- _MATERIAL FOR THIS EXERCISE_

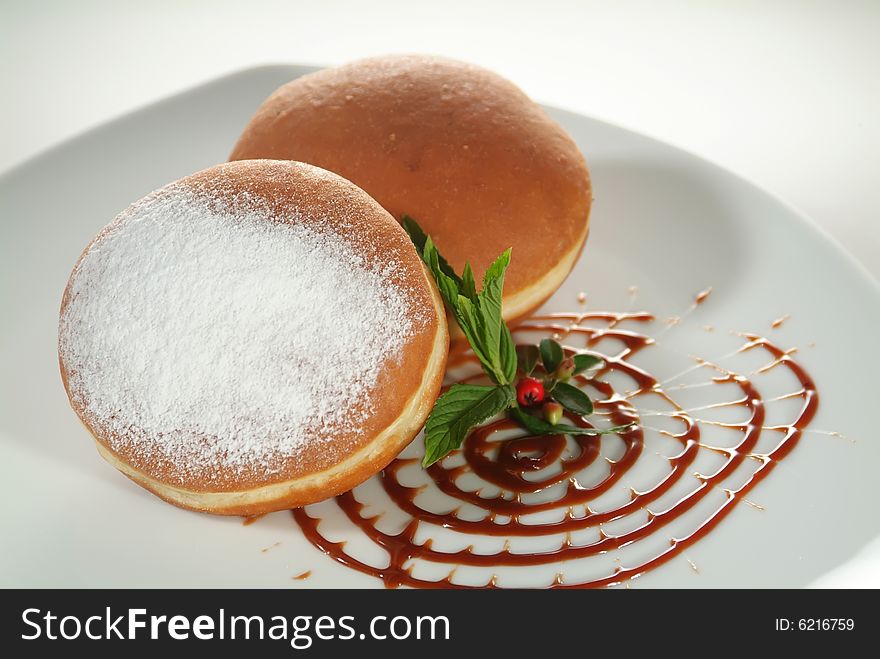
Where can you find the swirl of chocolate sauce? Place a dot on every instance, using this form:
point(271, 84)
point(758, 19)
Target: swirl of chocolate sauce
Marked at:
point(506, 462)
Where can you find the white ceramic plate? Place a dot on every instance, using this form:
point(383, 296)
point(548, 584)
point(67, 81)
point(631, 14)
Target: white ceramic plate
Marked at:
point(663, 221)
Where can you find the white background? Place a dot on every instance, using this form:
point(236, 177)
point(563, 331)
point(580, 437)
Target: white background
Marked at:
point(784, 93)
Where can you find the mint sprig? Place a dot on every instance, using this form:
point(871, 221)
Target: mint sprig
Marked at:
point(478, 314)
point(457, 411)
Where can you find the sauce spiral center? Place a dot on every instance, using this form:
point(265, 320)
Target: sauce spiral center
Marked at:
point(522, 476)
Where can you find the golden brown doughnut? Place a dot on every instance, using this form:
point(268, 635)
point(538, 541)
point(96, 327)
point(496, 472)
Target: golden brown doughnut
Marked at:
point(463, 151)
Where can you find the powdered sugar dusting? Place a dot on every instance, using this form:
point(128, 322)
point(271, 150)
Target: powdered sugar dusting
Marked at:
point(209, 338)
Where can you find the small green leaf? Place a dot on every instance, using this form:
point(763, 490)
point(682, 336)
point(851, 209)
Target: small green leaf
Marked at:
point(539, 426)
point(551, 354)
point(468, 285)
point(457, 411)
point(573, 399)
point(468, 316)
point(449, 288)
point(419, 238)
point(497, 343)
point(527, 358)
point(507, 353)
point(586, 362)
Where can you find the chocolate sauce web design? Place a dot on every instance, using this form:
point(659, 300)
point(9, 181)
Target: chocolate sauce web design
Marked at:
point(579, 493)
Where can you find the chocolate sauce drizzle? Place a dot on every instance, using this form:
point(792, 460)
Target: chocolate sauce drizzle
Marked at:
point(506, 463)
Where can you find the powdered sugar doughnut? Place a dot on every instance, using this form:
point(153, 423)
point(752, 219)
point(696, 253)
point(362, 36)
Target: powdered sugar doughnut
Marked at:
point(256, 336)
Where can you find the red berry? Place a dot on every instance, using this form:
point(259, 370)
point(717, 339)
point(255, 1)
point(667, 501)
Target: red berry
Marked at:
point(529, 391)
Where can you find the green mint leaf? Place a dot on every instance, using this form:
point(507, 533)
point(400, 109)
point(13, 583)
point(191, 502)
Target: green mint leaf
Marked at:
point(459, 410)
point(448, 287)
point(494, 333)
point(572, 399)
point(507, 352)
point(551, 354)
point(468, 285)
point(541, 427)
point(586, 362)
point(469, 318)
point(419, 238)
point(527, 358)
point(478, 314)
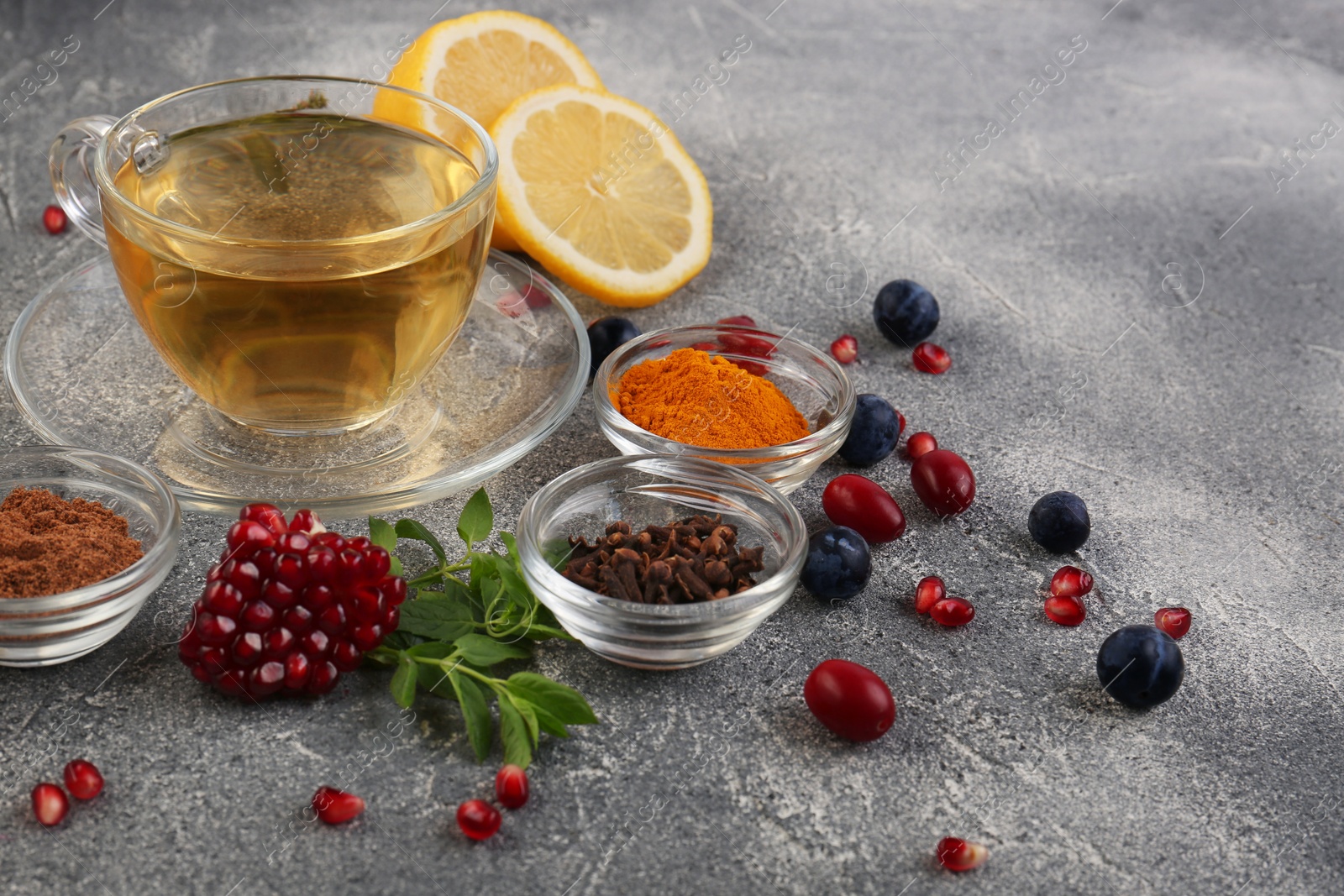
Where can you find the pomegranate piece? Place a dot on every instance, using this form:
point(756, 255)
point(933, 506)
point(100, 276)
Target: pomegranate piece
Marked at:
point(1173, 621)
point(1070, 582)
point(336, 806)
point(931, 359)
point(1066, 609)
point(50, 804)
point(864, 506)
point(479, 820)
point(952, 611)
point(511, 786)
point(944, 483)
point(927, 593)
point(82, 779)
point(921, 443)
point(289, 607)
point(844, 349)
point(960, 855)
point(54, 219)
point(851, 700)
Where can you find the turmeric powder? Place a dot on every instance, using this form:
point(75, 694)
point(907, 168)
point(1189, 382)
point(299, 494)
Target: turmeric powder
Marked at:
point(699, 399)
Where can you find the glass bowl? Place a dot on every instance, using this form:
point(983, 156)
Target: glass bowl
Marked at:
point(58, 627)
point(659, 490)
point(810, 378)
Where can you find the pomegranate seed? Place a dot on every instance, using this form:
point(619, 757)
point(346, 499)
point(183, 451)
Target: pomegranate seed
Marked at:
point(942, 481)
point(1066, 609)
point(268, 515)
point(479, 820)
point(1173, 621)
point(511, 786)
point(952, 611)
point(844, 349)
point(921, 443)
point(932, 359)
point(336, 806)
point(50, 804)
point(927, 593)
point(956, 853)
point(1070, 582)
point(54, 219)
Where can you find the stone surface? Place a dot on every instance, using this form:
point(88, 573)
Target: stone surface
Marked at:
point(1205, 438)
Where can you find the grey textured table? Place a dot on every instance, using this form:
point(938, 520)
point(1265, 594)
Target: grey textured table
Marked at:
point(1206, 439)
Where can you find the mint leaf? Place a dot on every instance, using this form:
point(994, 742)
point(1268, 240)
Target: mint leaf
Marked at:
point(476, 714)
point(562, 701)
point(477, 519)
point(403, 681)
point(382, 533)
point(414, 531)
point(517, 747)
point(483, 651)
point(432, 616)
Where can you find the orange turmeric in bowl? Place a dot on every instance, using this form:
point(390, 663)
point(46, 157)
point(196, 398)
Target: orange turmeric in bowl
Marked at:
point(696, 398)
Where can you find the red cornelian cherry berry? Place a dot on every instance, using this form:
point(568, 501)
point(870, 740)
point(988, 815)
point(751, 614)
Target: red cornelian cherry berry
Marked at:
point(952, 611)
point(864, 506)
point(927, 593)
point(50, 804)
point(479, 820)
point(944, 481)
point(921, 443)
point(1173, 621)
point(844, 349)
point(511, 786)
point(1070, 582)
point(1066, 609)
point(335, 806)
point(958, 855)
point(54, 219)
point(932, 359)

--

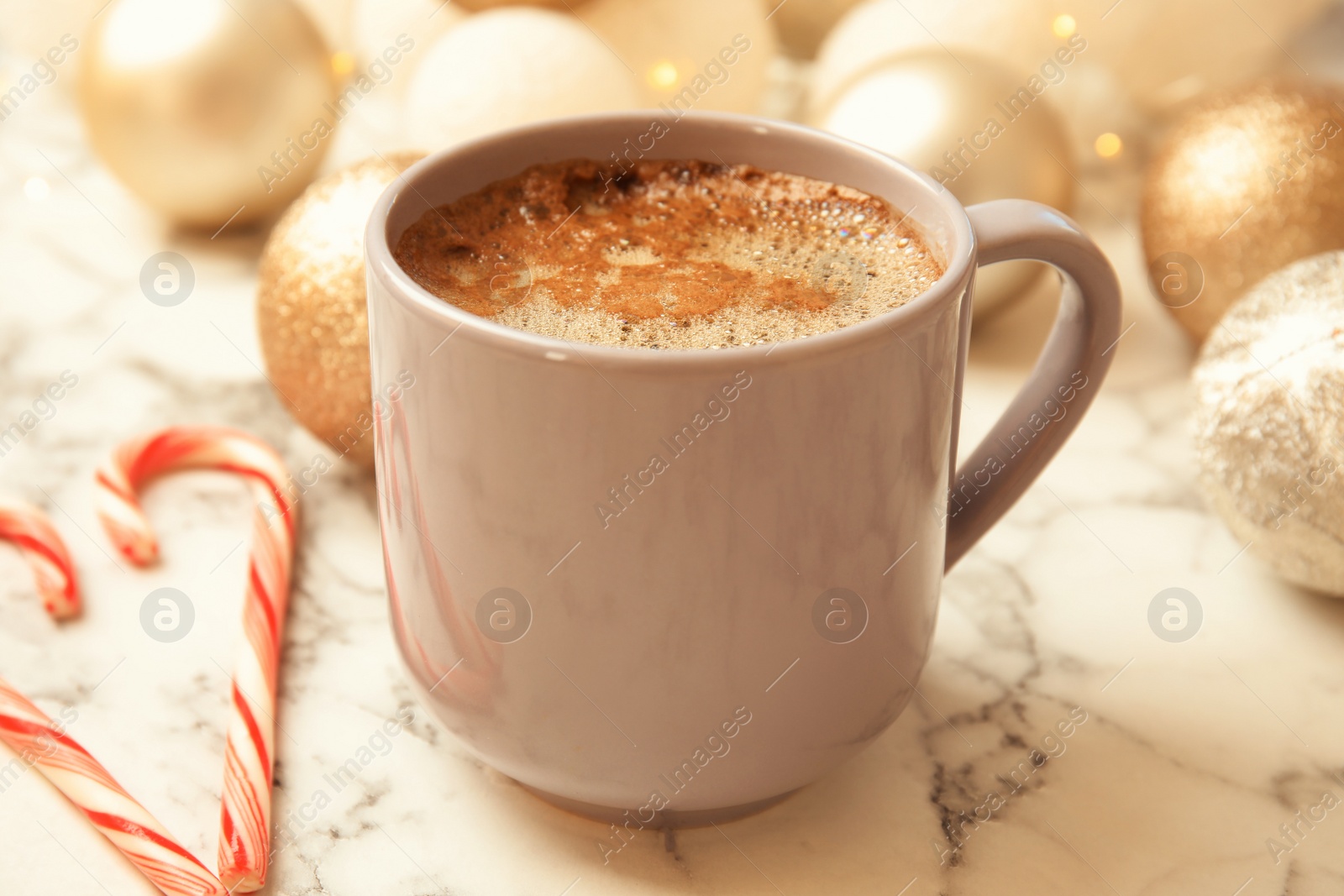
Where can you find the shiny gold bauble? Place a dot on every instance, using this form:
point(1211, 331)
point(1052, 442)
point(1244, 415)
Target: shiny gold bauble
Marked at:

---

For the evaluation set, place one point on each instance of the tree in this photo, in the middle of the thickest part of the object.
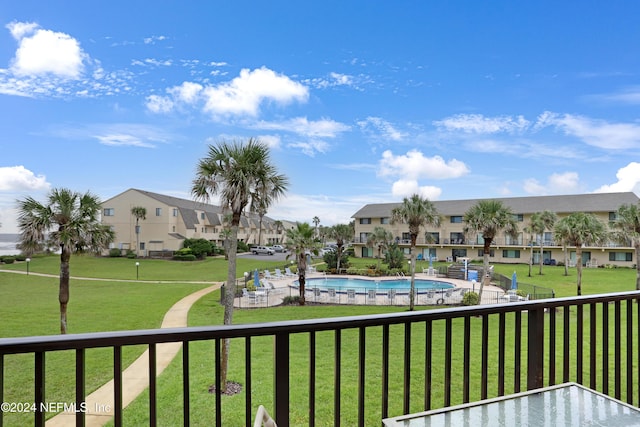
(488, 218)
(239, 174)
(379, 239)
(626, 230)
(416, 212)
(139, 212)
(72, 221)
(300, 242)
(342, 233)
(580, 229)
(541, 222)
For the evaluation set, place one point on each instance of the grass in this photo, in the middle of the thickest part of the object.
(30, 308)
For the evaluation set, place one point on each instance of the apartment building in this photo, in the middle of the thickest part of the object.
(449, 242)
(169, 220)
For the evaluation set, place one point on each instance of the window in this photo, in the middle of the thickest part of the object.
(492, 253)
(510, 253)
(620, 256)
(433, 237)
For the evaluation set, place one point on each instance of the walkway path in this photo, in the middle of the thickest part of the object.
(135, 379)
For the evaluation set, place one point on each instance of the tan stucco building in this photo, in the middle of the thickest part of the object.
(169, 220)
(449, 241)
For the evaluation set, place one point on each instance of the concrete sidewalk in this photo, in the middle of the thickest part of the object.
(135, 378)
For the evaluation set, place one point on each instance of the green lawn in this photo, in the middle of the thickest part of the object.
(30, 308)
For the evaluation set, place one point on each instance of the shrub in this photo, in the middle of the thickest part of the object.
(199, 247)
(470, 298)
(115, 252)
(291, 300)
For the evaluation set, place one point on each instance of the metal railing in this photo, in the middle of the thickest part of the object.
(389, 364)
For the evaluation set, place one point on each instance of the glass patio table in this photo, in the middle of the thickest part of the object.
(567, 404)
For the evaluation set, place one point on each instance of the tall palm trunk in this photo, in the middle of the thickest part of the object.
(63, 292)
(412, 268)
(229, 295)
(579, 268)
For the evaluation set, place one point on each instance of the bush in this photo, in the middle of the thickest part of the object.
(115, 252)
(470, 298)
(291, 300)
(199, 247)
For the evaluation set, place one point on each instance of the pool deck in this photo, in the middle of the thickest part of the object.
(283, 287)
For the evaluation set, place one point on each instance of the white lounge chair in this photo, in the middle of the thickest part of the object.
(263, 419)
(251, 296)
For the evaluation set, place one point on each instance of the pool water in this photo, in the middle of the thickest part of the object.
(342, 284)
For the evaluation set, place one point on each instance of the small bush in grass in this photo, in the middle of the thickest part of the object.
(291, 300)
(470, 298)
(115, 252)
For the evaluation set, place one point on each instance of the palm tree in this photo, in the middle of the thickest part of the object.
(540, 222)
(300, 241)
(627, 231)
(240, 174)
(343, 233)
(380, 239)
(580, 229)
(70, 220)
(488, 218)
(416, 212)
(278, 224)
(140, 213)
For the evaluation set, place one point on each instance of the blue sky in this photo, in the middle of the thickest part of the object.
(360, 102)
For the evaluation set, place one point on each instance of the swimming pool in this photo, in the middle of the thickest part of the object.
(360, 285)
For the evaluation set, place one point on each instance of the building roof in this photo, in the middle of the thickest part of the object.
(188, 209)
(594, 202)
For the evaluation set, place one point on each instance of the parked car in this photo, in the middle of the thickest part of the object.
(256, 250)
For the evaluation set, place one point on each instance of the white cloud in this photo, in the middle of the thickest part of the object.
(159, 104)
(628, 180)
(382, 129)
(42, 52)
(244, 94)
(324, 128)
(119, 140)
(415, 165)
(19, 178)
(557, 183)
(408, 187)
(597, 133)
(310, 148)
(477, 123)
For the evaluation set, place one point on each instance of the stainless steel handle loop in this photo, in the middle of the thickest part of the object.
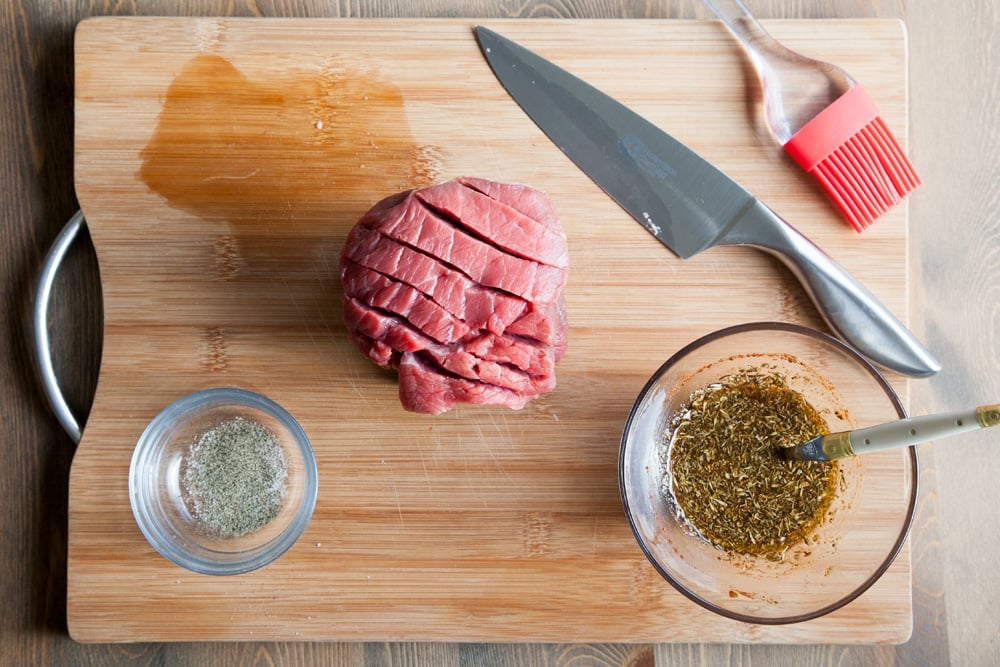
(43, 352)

- _WORK TO COMPLETE_
Rewrite the lines beginning at the line that contains "Where can you find the swirl" and ending after the line that contains "point(256, 336)", requests included, multiplying every answer coordinate by 1.05 and rounding to whole numbers with halves rounded up. Leave the requests and their sample points unchanged.

- _EXERCISE SOLUTION_
Where can you find the swirl of chocolate sauce? Place a dot on every instance, using this form:
point(271, 84)
point(758, 19)
Target: swirl of chocolate sauce
Marked at:
point(531, 485)
Where can you find the white ceramic plate? Place a dot on every instance, using this form:
point(383, 296)
point(548, 584)
point(67, 81)
point(631, 14)
Target: white ceramic plate
Marked at:
point(696, 232)
Where can you find the white background? Place a dot on every instance, using this form:
point(236, 177)
point(563, 331)
point(580, 437)
Target: white background
Marked at:
point(823, 98)
Where can you find the mint sprig? Place a dot on every instance, using this form:
point(871, 221)
Target: mint sprig
Marked at:
point(502, 330)
point(480, 432)
Where can you find the sauce spiral center? Place a dot on every instance, using this form:
point(265, 320)
Target: sauce spiral center
Marked at:
point(548, 500)
Where can you find the golden brown doughnut? Place a dot on every instance, using this form:
point(268, 635)
point(538, 541)
point(96, 327)
point(496, 472)
Target: golden brown doughnut
Marked at:
point(486, 159)
Where can you find the powdered sugar dusting? Place a dot on every instance, using this form:
point(128, 322)
point(271, 150)
Target: powdered sugar dusting
Marked at:
point(219, 355)
Where can you find the small green leaf? Place a dot on every instance, using this form:
point(763, 490)
point(682, 336)
point(851, 209)
Target: small green leaf
Marked at:
point(566, 447)
point(579, 372)
point(491, 299)
point(480, 432)
point(602, 419)
point(491, 332)
point(471, 302)
point(440, 250)
point(522, 360)
point(553, 376)
point(532, 371)
point(615, 380)
Where can you find the chocolate sauce web design? Place a dot on every instance, using this form:
point(659, 300)
point(9, 181)
Target: chocolate sauce web design
Marked at:
point(608, 518)
Where can you find the chocolate sauce drizzle? Place a dot on every instance, using this form:
point(792, 460)
Target: chocolate sauce drizzle
Marked at:
point(531, 486)
Where can you find the powdered sugar doughnut? Place a dot on every instance, using this form:
point(153, 423)
point(752, 219)
point(696, 253)
point(362, 36)
Target: powdered sugar doughnut
Marked at:
point(269, 353)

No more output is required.